* **Directive 1**: Find every line in the records below that contains the string "crown", treating uppercase and lowercase as different, and copy each of those lines.

BEGIN Passage

This led Mayor Tennent to getting the Mayors Taskforce goals written into the New Plymouth District Council’s strategic plan. And this strategy has given full permission and authority for council staff to spend their time on developing and supporting the youth employment initiatives.

Question: How do we make use of the huge potential within local community groups and not-for-profit organisations to support and help train young unemployed people?

This led to the very successful Youthworks programme, which had started with the support of Mayor Claire Stewart and the important backing by Work and Income. This programme has helped dozens of young people get work experience and training by being involved with people and groups dedicated to community service.

Question: Is the Council itself demonstrating good employment policies for young people, and developing the next generation of its own staffing needs?

This led to the Council setting up its very successful cadetship programme with fourteen young people being employed throughout council departments. It also led to the Council establishing scholarships for three young people who are studying in areas where local government is experiencing skill shortages. And the Council is hoping to take on more apprenticeships in its own work areas.

Questions: If local authorities and local communities were made completely responsible for the positive employment and training outcomes of all young people under 25 in their area ... how would they design the task?

How do we stay better connected to our young people until they have developed a positive pathway to their future?

What is the best practice already happening around the world in this area?

... These questions have led us to investigate all sorts of things happening overseas, as well as reading some of the good research being undertaken by the Ministry of Social Development here in New Zealand. We supported Elaine Gill in travelling to Britain to see what they are doing there with their transition to work programmes.

END Passage
BEGIN Listed entries

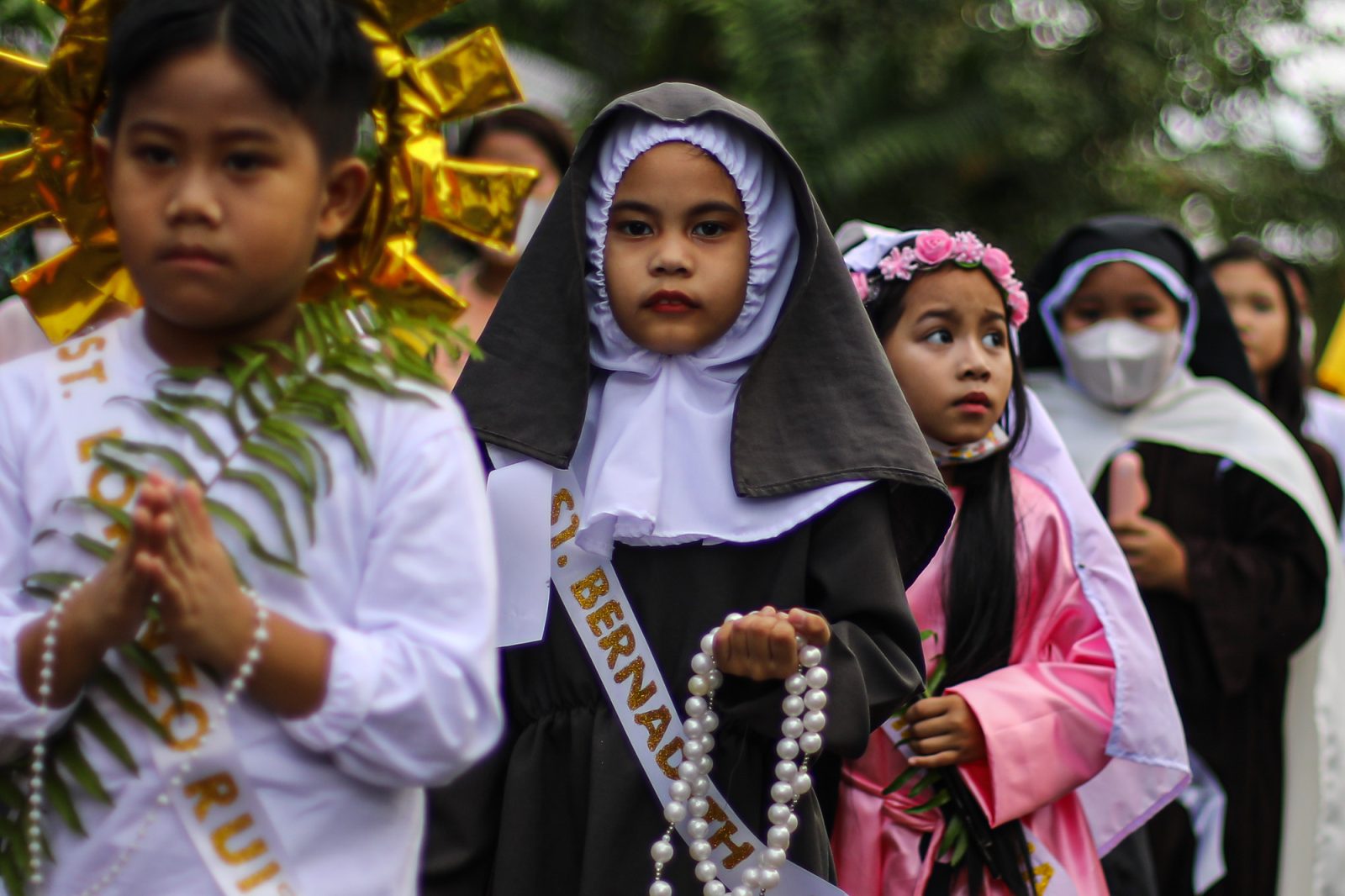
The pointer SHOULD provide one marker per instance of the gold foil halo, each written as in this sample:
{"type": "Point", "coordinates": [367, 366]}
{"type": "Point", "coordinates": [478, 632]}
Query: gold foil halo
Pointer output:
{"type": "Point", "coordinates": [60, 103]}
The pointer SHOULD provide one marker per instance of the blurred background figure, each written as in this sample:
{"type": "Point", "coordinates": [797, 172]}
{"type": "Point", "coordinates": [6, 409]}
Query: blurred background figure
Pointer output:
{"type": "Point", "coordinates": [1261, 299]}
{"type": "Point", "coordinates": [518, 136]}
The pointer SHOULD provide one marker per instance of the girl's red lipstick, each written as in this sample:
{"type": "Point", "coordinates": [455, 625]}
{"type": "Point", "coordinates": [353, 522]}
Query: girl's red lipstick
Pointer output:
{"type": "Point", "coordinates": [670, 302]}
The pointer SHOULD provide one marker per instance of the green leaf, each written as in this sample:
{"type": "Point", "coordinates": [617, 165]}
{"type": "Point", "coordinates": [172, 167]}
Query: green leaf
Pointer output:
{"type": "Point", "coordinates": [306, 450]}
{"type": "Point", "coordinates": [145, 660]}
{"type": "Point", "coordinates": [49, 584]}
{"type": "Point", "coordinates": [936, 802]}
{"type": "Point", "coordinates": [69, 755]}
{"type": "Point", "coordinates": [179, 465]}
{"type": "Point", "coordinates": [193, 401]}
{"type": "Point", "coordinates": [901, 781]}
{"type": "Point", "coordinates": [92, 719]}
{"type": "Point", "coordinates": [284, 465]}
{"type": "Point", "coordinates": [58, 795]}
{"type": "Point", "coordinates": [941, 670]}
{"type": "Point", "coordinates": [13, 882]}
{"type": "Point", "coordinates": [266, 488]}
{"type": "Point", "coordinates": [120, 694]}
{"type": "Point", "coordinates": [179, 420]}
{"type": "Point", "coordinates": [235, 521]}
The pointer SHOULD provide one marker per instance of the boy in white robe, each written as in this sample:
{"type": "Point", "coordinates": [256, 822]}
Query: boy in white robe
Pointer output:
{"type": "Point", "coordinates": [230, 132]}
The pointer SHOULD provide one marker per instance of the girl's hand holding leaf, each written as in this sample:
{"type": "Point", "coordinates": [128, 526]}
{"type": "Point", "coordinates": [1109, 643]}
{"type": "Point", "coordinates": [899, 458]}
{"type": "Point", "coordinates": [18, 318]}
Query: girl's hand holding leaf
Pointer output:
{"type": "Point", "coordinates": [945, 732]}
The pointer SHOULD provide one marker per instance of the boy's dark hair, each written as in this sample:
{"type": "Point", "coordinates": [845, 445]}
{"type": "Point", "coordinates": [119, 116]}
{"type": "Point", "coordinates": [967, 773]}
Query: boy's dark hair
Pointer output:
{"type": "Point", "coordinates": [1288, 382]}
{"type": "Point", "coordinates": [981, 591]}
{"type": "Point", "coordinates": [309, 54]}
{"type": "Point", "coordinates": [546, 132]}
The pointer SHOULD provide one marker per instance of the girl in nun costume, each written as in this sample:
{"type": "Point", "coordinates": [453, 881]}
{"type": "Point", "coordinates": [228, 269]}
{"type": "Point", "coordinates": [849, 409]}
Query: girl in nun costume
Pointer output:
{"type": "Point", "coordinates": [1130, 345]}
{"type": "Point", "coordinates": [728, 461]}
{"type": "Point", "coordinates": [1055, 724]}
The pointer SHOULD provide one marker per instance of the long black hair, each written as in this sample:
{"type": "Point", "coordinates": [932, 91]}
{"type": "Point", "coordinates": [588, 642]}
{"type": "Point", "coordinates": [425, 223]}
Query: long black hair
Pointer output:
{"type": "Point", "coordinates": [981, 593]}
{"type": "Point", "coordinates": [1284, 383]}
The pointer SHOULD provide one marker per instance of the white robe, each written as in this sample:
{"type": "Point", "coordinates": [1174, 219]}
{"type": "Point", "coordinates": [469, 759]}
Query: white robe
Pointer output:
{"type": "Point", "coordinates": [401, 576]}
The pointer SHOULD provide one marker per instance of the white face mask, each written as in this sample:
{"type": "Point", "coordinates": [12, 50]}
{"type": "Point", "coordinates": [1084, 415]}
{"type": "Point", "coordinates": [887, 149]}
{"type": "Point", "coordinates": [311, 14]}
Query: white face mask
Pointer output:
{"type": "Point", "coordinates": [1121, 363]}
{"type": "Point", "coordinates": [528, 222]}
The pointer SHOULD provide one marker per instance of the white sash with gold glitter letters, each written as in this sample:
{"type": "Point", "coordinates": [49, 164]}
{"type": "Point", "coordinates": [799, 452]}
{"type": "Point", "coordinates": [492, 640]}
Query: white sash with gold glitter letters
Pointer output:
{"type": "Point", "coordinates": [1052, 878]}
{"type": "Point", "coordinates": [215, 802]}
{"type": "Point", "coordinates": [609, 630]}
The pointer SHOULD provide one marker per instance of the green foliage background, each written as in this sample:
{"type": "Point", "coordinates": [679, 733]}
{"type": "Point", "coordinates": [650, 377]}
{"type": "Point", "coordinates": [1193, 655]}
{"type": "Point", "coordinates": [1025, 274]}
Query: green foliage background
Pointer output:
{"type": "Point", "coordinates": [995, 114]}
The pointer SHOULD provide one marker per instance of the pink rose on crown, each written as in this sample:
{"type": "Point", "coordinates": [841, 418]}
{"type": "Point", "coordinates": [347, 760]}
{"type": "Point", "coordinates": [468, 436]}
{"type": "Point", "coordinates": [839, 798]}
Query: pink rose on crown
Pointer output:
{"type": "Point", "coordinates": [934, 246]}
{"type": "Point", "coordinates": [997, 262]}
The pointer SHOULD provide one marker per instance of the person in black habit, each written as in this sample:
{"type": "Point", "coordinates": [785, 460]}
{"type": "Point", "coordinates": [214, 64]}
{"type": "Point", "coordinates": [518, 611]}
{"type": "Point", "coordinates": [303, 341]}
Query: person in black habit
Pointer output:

END Listed entries

* **Directive 2**: Resume the passage on New Plymouth's youth employment initiatives, continuing after its final sentence.

* **Task response 1**:
The pointer SHOULD provide one marker per instance of the pink rose on crown, each written as in this sample:
Query: pink rose on crown

* **Task response 2**:
We drew up our own design for a Connections programme which is currently being piloted in Waitara ... and we are exploring all sorts of interesting things like a Community Case Management model where all the different agencies are being challenged to work better together in the individual interests of each young person.

Question: How do we really get all the “usual suspects” — the Council, the government agencies, the local community groups and training providers — to work better together?

This continues to be the hardest job. In the case of the Connections initiative, all the main agencies have started by coming together on the one governance group which is steering the initiative.

And one of the things we have achieved has been to sign up our own Youth Charter. This is part of a grand vision behind the Connections project that every young school leaver in Taranaki should leave with a clear transition plan and be connected to and supported by mentors who will to help make their plan happen.

The Youth Charter is a statement of the commitment that local agencies are going to make to young people in Taranaki. It was signed at the Waitara High School and Mayor Tennent formally launched it in front of an assembly of high school pupils.


Of course our immediate answers to all these questions are not all completely “good news stories”. We are not going to pretend that they are. They are works-in-progress. They are just our first versions ... as we build our own wisdom and effectiveness in getting on with these tasks.

We’ve still got so much to learn. That’s really why we put our hands up to host a forum such as this.

It’s not just the young people and the unemployed who are being asked to upskill themselves at this time. We are all being challenged to “raise our game” so that all our best minds and best resources are working together to achieve these Mayoral goals.


7.

One of the things the Taskforce has been learning is about the long-term sustainability of all this work.

For myself, I have been learning that the only sustainable solutions to our youth employment and transition challenges are going to have to also be systemic solutions.

We are not going to achieve the Mayors Taskforce goals by just adding new programmes to our communities that are going to somehow patch up the problems we are experiencing. We have to find ways of going deeper.

The Mayor of Christchurch, and our Taskforce chairman, Garry Moore, will give a good illustration of what a systemic approach means for him later on this afternoon when he shares details of his Prosperous Christchurch initiative .. which has youth employment and training goals woven throughout it.


Systemic issues are certainly highlighted when any Council starts to look at the sustainability of its own services. This relates back to a local authorities’ capacity for long-term thinking when they start to create their long-term community plans. And sustainability issues are now coming to the surface in an environment where local authorities have contracted out so much of their core business tasks.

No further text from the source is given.